Assignment: All entries must be given again in full, exactly as they were supplied.

+++ Records

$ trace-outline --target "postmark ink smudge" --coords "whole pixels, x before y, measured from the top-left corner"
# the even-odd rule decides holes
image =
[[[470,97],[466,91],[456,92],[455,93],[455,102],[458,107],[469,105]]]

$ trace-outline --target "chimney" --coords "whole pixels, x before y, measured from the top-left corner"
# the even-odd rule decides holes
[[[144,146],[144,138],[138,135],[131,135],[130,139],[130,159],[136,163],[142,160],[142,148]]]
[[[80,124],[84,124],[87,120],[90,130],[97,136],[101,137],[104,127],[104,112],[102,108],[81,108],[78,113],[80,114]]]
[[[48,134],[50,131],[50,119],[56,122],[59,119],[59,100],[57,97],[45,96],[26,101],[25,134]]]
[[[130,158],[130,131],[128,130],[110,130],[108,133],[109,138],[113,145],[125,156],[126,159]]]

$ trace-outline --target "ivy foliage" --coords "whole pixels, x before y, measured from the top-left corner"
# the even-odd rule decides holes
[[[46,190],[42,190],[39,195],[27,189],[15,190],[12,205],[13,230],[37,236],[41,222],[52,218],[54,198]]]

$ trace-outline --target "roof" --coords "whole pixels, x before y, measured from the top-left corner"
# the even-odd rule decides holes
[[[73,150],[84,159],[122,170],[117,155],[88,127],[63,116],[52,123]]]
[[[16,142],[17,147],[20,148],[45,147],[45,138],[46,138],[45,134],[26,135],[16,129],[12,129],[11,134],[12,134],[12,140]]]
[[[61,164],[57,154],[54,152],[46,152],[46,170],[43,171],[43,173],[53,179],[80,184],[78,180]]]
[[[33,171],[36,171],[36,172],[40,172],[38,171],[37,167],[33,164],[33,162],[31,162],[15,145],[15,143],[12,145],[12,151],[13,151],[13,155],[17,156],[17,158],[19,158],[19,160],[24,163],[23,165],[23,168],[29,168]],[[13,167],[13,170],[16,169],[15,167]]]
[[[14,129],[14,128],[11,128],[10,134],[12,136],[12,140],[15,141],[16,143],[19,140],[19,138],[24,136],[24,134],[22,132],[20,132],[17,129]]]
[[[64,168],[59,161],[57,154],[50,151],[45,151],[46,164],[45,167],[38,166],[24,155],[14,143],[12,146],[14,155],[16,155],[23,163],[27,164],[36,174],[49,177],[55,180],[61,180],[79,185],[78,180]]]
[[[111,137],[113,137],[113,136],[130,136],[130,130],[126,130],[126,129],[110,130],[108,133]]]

++++++

Response to this exercise:
$ trace-outline --target "postmark ink smudge" --coords "whole pixels, x before y, measured from the top-left corner"
# the even-odd rule decides holes
image =
[[[470,97],[466,91],[456,92],[455,93],[455,102],[458,107],[469,105]]]

$ trace-outline --target "chimney" --coords "whole pixels, x before y, measured from the top-left corner"
# the even-odd rule decides holes
[[[144,146],[144,138],[138,135],[131,135],[130,139],[130,159],[136,163],[142,160],[142,148]]]
[[[80,124],[84,124],[87,120],[90,130],[97,136],[101,137],[104,127],[104,112],[102,108],[81,108],[78,113],[80,114]]]
[[[48,134],[50,131],[50,119],[56,122],[59,119],[59,100],[57,97],[45,96],[26,101],[25,134]]]
[[[130,158],[130,131],[128,130],[110,130],[108,133],[109,138],[113,145],[125,156],[126,159]]]

$ trace-outline --target "ivy foliage" --coords "whole pixels, x before y, measured from the top-left corner"
# the even-odd rule decides holes
[[[46,190],[42,190],[39,195],[27,189],[15,190],[12,205],[13,230],[37,236],[41,222],[52,218],[54,198]]]

$ trace-outline --target "roof" --coords "whole pixels, x before y, measured from the top-left corner"
# the even-odd rule decides holes
[[[73,150],[84,159],[122,170],[117,155],[88,127],[63,116],[52,123]]]
[[[16,142],[17,147],[20,148],[45,147],[45,138],[46,138],[45,134],[26,135],[16,129],[12,129],[11,134],[12,134],[12,140]]]
[[[61,164],[57,154],[54,152],[46,152],[46,170],[43,171],[43,173],[53,179],[80,184],[78,180]]]
[[[33,171],[36,171],[36,172],[40,172],[38,171],[37,167],[33,164],[33,162],[31,162],[15,145],[15,143],[12,145],[12,151],[13,151],[13,155],[17,156],[17,158],[19,158],[19,160],[24,163],[23,165],[23,168],[29,168]],[[13,167],[13,170],[16,169],[15,167]]]
[[[14,129],[14,128],[11,128],[10,134],[12,136],[12,140],[15,141],[16,143],[19,140],[19,138],[24,136],[24,134],[22,132],[20,132],[17,129]]]
[[[64,168],[59,161],[57,154],[50,151],[45,151],[46,164],[45,167],[38,166],[24,155],[14,143],[12,146],[14,155],[16,155],[23,163],[27,164],[36,174],[49,177],[55,180],[61,180],[79,185],[78,180]]]
[[[111,137],[113,137],[113,136],[130,136],[130,130],[126,130],[126,129],[110,130],[108,133]]]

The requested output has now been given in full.